[Source data]
****

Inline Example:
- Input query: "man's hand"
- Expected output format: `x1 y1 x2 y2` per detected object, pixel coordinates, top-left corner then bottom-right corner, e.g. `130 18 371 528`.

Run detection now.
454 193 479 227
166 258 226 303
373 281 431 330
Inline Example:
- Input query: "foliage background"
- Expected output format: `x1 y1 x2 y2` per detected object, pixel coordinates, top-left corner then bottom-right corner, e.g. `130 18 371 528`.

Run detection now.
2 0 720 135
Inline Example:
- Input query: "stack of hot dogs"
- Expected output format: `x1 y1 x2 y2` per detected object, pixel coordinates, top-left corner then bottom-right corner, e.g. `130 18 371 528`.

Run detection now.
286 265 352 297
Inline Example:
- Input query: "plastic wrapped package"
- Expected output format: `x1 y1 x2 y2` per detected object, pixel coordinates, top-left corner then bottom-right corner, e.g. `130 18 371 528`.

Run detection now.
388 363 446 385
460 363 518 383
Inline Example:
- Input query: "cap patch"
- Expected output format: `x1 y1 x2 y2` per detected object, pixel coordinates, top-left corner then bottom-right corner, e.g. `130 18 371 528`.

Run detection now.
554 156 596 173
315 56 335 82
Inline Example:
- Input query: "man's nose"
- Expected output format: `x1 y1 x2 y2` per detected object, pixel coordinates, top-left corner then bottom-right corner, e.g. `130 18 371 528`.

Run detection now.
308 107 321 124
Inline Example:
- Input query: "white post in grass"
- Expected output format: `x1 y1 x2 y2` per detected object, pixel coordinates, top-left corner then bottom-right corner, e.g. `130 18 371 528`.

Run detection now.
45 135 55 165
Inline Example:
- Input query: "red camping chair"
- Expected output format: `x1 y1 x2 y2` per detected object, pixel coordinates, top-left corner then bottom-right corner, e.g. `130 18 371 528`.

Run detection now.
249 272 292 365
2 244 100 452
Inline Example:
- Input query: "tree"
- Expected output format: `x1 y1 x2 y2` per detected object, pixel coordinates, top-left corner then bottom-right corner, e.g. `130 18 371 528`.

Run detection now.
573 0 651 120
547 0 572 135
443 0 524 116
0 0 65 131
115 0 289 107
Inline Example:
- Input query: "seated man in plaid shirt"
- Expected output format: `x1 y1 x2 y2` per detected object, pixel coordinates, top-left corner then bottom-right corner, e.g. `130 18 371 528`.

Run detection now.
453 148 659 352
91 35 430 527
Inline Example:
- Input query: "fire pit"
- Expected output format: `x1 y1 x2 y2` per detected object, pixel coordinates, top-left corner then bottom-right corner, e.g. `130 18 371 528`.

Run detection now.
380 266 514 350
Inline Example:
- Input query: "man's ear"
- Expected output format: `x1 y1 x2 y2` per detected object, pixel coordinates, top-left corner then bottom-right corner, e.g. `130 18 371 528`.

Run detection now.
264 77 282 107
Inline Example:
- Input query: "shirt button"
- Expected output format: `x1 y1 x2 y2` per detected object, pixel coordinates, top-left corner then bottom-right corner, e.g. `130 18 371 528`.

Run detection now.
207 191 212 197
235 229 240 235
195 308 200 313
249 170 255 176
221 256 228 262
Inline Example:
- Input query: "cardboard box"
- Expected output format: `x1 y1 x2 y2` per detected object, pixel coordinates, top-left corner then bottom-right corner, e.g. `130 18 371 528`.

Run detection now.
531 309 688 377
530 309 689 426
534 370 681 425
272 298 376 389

****

EXERCISE OBJECTIVE —
Collect each line of the entries that has the word "shirt", copying it in full.

TASK ANSWER —
- Input query: "seated man in plaid shirt"
- Input query: "shirt button"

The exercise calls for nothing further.